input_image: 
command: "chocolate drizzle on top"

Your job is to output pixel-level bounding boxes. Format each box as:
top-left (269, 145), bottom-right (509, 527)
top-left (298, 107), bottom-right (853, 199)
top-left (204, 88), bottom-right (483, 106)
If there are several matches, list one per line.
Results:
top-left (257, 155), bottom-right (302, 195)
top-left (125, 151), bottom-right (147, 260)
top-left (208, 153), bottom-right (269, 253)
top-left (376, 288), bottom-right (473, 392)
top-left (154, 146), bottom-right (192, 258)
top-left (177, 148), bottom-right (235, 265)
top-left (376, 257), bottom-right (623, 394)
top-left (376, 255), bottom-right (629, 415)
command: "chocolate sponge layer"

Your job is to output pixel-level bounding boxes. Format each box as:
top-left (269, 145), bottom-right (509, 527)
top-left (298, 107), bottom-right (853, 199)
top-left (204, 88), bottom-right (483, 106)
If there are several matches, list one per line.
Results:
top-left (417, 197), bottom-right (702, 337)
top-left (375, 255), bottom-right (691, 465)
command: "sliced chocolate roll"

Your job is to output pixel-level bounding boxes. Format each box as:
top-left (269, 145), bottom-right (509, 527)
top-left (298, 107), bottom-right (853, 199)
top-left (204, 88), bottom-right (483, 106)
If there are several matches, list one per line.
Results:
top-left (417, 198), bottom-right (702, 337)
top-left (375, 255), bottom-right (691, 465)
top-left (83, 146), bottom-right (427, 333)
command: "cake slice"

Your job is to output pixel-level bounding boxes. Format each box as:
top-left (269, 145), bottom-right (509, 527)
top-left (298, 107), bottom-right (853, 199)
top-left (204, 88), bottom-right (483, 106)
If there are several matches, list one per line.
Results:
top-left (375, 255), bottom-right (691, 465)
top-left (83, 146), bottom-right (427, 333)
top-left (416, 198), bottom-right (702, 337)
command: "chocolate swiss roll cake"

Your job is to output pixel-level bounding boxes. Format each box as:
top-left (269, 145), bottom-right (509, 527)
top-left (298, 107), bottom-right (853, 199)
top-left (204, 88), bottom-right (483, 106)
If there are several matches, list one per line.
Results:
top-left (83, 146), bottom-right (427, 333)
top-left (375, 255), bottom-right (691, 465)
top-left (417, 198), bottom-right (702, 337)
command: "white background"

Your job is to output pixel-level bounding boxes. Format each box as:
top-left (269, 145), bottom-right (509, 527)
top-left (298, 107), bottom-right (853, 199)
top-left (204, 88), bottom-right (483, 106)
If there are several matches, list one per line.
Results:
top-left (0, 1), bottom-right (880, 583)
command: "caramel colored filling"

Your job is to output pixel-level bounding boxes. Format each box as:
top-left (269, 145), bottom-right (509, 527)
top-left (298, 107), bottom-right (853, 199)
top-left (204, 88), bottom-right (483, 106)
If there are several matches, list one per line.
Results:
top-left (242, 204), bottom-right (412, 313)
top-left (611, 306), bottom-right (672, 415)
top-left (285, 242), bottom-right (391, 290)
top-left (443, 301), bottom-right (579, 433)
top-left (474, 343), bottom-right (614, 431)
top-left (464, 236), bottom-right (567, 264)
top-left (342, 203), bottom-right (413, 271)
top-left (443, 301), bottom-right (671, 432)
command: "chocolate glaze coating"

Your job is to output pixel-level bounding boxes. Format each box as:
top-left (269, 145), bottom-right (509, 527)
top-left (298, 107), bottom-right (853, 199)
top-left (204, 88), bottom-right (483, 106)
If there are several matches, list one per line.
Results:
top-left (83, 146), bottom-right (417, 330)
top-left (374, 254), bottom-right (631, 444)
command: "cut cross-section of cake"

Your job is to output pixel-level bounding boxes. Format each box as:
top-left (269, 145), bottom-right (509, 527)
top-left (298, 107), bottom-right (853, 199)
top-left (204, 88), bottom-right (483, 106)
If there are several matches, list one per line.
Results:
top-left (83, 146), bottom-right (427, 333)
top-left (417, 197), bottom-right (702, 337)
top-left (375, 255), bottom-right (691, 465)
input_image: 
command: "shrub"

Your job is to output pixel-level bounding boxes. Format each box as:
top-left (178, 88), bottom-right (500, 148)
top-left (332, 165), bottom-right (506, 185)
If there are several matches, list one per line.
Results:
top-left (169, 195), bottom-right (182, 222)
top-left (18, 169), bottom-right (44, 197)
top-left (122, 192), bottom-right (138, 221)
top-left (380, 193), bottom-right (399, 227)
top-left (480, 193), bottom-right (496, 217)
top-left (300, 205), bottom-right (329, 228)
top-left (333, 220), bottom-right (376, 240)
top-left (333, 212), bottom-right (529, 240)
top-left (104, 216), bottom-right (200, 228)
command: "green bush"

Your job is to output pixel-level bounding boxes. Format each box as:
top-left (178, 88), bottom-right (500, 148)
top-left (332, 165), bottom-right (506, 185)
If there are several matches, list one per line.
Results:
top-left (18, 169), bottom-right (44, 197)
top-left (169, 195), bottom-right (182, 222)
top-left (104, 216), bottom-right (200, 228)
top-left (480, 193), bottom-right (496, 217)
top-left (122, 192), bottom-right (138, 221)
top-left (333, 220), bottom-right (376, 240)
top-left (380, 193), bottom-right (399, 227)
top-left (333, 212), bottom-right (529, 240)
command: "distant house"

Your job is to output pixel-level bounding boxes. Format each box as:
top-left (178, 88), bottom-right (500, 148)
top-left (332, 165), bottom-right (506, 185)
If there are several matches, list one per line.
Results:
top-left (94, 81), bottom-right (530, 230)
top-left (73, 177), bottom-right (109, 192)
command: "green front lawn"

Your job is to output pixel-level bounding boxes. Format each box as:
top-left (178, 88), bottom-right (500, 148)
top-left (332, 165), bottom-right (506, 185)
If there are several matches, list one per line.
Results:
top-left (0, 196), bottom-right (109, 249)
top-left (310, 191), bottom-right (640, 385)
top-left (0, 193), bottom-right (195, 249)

| WHAT THE TASK REQUIRES |
Shift every coordinate in the answers by adding 72, and write out the records again with their requests, starting at the beginning of the records and ending at the line containing "top-left (177, 148), bottom-right (235, 265)". Leave the numbers in the requests and their format samples unchanged.

| REPLY TO THE TASK |
input_image: 
command: "chocolate drizzle on top"

Your job is to output pixel-level bounding boxes. Format each box as:
top-left (269, 145), bottom-right (509, 527)
top-left (298, 107), bottom-right (853, 199)
top-left (204, 88), bottom-right (483, 106)
If there are several matches, list one per line.
Results:
top-left (329, 227), bottom-right (374, 267)
top-left (197, 223), bottom-right (219, 332)
top-left (280, 225), bottom-right (341, 325)
top-left (448, 360), bottom-right (545, 464)
top-left (226, 218), bottom-right (264, 330)
top-left (249, 220), bottom-right (307, 337)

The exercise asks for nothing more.